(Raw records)

————

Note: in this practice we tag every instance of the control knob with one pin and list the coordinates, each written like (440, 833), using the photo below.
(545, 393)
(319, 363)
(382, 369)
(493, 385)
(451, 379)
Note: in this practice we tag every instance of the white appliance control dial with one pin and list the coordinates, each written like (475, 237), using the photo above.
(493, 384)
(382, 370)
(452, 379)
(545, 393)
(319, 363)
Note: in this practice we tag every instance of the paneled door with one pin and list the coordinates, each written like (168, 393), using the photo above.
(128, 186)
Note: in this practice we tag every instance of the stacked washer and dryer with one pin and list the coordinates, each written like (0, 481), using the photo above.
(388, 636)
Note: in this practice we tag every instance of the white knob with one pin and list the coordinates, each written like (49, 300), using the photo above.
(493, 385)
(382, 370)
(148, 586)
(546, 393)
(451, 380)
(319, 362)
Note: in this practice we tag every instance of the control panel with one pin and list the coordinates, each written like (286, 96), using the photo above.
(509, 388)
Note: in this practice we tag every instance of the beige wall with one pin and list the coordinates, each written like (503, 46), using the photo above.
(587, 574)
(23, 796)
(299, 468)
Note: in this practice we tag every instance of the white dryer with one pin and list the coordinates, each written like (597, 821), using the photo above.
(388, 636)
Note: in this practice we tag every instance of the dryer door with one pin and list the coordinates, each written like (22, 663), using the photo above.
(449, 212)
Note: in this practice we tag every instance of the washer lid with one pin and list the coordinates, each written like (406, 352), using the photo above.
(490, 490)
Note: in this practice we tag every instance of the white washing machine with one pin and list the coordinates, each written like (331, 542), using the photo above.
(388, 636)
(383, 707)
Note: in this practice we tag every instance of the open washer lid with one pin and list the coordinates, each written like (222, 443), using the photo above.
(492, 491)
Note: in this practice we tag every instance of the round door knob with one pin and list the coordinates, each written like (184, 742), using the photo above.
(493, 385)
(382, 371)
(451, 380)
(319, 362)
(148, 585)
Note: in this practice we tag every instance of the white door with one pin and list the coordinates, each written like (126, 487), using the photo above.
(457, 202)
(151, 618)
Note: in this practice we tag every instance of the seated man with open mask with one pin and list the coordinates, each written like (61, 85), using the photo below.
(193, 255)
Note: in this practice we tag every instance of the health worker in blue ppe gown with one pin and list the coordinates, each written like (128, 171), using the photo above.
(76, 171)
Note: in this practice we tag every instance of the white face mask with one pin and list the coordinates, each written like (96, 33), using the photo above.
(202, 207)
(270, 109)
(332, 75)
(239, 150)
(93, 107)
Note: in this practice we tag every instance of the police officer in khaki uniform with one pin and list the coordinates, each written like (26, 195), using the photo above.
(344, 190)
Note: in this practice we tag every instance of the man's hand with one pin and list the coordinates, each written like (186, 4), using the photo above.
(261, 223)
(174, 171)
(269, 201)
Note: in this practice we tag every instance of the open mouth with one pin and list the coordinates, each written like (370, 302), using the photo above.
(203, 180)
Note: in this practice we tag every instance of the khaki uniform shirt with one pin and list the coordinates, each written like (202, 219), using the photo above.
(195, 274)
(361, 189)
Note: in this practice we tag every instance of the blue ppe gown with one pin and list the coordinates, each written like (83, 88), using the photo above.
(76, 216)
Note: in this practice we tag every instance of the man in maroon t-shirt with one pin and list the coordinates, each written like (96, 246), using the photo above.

————

**WHAT IS ASKED**. Rewrite all of the material above, putting "with a single marker" in place of every "with one pin" and leaving everything else unchanged.

**RESULT OF THE EXERCISE**.
Note: in this practice we tag every instance of the control knob with a single marker and list the coordinates, each written like (440, 833), using the photo below.
(545, 393)
(319, 363)
(382, 369)
(493, 385)
(451, 379)
Note: in this practice we tag every instance of the white appliance control dial with a single marker and list the coordinates, each written like (475, 237), using the photo above.
(493, 384)
(382, 370)
(452, 379)
(545, 393)
(319, 363)
Note: in this practice we tag every instance of the paneled door with a single marker and list the coordinates, each written like (168, 393), using the photo above.
(128, 186)
Note: in this practice we tag every instance of the stacked washer and dryer with a single marker and list the coordinates, each written like (0, 481), using the photo above.
(388, 636)
Note: in this practice we tag every instance of the white knob with a single marker and list the coordinates, each written like (49, 300), using the photo above.
(493, 385)
(382, 370)
(148, 586)
(546, 393)
(451, 380)
(319, 362)
Note: in this practice we tag every instance of the control panel with a single marker and list the coordinates, each written like (286, 96), using the photo above.
(509, 388)
Note: in this practice we tag every instance of the beige wall with a single marker and list the coordinates, each written like (503, 46), using the photo above.
(587, 574)
(23, 796)
(299, 468)
Note: in this practice we tag every instance of the white dryer with a single marker and list the coordinates, each written like (597, 821), using the photo above.
(388, 636)
Note: in this practice we tag every instance of the dryer door with a single marker and list the coordinates, each written like (22, 663), using the photo above.
(449, 212)
Note: in this practice we tag every instance of the washer lid with a single marker and list the coordinates, each written like (406, 352), using the photo above.
(490, 490)
Note: in this practice we tag every instance of the white washing machine with a single marker and list the coordinates, each written like (331, 542), using the photo above.
(388, 636)
(383, 707)
Note: in this practice we tag every instance of the open washer lid with a single marker and list the coordinates, each written like (222, 443), using the photo above.
(492, 491)
Note: in this practice we tag every instance of the round door knob with a single marker and list the coordinates, each written like (184, 742), using the photo above.
(493, 385)
(382, 371)
(451, 380)
(319, 362)
(148, 585)
Note: in this practice we tag every instance of the white door with a single marker and list the coordinates, each written like (126, 487), using the photo above.
(457, 202)
(151, 618)
Note: in this practice we tag every instance of the seated man with open mask with a single marker and list the coordinates, each written like (61, 85), using the photo below.
(193, 255)
Note: in this practice we tag every instance of the health worker in blue ppe gown with a single marker and list the coordinates, each written like (128, 171), using the photo above.
(76, 171)
Note: in this practice we tag every instance of the white face mask with a single marker and list the coordinates, each written like (96, 33), using the photo above.
(202, 207)
(270, 109)
(332, 75)
(239, 150)
(93, 107)
Note: in this practice we tag every instance of the police officer in khaki uniform with a single marker and list the coordinates, each written like (26, 195), using the photo above.
(344, 190)
Note: in this practice we tag every instance of the man's hand with a single marker and list the coordinates, each written like (186, 4), using the photo above.
(261, 223)
(174, 171)
(269, 201)
Note: in this practice we tag every instance of the open mouth with a single marker and list the coordinates, each written like (370, 302), using the photo above.
(203, 180)
Note: in this practice we tag every instance of the khaki uniform shirt with a single marker and list the coordinates, each written like (202, 219), using the photo above.
(195, 274)
(361, 189)
Note: in this practice we tag every instance of the blue ppe gown with a single marker and list the coordinates, each written like (83, 88), using the photo above.
(76, 216)
Note: in this practice we tag every instance of the man in maroon t-shirt with a single marker and list the coordinates, each written like (96, 246), using the photo above.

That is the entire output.